[Recorded data Boundary: Start]

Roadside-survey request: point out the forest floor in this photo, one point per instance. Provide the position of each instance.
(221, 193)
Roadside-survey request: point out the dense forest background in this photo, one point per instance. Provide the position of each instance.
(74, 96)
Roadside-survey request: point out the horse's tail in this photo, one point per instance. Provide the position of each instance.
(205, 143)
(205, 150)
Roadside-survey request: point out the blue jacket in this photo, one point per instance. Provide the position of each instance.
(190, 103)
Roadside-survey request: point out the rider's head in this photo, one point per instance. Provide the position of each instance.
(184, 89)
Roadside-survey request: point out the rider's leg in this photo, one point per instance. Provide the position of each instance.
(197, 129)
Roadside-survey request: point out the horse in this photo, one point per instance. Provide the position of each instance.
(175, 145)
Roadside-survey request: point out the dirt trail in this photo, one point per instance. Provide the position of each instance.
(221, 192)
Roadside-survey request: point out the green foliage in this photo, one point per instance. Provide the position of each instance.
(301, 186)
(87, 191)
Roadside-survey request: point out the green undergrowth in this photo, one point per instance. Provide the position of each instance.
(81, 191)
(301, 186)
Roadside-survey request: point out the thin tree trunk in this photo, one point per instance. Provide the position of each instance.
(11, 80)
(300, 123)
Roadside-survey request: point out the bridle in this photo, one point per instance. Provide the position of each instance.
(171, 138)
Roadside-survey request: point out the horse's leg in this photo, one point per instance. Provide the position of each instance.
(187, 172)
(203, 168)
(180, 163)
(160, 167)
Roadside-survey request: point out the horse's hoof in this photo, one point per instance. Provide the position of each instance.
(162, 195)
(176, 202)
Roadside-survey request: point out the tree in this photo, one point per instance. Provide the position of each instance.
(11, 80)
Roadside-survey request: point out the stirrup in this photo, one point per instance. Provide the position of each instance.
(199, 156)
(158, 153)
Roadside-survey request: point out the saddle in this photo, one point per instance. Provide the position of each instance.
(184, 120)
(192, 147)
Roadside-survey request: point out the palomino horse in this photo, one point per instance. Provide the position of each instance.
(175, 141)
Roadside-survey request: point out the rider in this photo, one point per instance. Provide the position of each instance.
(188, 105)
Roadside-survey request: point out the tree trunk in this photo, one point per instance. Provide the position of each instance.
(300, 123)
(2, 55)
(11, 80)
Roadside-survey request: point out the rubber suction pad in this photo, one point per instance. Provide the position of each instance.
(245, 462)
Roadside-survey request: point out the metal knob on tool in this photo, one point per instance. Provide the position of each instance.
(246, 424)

[Recorded data Boundary: End]

• [What is needed]: Transcribe word for word the lines from the one holding "Roadside-survey request: point out the rubber" to the last line of the listing above, inclusive.

• [Exercise response]:
Roadside-survey request: point out the rubber suction pad in this photo, one point per instance. Provide the position of each instance.
(245, 462)
Roadside-survey request: point out the metal knob on tool in this photo, one point per instance. Provide the position of each instance.
(246, 424)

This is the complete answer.